[WHAT THE TASK ASKS] Restate word for word the lines from the one containing "[locate] the nose" through the end of the listing below, with both ends included.

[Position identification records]
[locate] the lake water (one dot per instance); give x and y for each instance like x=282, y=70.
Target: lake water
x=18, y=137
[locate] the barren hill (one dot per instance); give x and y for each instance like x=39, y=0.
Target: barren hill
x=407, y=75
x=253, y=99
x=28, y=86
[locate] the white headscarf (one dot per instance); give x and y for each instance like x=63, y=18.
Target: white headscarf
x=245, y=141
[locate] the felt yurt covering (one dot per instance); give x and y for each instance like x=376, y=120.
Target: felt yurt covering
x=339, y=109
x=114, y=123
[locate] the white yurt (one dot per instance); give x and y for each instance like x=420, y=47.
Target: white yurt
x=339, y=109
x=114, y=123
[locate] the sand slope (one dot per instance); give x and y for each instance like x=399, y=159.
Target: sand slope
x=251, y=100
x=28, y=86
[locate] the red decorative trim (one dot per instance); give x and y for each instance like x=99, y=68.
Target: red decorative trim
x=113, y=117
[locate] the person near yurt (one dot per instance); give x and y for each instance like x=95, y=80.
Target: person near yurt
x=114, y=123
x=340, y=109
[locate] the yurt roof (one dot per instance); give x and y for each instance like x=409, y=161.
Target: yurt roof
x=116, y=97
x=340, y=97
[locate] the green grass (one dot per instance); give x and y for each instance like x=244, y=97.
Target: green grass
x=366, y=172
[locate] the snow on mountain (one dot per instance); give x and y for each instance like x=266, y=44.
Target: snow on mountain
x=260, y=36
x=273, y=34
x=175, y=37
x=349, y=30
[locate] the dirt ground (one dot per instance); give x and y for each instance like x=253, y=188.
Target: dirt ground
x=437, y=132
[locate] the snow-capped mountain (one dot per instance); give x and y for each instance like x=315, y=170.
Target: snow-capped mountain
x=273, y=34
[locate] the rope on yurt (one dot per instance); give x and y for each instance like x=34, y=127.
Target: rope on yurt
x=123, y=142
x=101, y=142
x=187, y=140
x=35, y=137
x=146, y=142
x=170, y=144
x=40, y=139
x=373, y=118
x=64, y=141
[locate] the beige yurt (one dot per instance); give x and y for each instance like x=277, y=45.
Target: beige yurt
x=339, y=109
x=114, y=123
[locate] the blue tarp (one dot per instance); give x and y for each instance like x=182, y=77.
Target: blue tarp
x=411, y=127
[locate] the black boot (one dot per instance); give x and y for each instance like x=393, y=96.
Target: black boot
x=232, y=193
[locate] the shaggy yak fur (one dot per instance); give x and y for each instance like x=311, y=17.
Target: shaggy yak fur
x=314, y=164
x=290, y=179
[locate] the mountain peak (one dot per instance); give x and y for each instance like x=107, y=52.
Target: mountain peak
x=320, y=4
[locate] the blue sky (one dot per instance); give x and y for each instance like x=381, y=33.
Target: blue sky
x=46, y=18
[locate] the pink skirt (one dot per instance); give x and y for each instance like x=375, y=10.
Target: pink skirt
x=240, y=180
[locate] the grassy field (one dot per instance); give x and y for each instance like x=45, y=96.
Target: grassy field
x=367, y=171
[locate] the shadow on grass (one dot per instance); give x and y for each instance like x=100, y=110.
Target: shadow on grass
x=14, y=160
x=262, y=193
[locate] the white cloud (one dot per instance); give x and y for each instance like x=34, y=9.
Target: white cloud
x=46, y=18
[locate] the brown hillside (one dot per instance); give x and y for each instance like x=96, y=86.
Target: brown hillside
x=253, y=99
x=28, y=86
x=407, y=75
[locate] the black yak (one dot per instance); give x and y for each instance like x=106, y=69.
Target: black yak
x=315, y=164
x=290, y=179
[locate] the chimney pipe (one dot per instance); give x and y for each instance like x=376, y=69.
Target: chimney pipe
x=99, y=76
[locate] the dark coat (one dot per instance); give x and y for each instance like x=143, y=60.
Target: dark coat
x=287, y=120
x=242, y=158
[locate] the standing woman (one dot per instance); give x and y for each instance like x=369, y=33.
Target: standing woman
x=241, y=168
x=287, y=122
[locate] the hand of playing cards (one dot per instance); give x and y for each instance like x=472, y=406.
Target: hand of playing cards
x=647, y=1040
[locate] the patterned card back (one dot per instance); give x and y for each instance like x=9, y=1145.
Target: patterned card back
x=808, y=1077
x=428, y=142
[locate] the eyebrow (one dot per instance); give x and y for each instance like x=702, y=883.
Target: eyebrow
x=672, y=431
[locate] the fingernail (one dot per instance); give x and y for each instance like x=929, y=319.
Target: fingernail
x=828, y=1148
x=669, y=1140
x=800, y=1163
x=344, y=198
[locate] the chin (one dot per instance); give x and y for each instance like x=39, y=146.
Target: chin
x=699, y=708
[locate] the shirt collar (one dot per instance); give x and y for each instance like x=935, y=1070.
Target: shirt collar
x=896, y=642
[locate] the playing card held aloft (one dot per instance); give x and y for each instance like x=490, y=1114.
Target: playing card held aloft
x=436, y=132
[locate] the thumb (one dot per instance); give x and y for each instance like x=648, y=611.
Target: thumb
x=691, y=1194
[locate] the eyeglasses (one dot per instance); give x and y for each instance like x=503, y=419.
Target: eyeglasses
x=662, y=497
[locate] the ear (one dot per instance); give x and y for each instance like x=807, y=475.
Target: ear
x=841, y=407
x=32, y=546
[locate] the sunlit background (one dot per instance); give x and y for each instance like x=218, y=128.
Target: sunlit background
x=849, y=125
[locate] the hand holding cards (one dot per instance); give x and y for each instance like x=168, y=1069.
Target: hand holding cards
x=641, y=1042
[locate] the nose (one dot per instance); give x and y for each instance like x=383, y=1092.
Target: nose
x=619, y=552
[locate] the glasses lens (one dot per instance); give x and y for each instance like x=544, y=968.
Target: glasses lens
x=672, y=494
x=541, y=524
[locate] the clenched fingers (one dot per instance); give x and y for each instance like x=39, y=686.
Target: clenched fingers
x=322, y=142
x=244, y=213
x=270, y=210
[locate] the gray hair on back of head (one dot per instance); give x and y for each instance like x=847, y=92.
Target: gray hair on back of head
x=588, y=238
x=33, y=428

[SOLUTION]
[locate] the nose (one dot per instance); give x and y for each instance like x=383, y=1092.
Target: nose
x=619, y=552
[locate] the glasses lens (one dot per instance); give x and y for each instance like x=544, y=968.
Target: glasses lens
x=672, y=494
x=541, y=524
[locate] the clenched fingers (one dot per instance); give x and y for each instance like x=39, y=686.
Target: clenched fingers
x=322, y=142
x=244, y=213
x=270, y=210
[locate] the gray hair on back of head (one dot per instance); give x and y for each instance like x=847, y=92.
Target: gray hair on back of head
x=588, y=238
x=33, y=428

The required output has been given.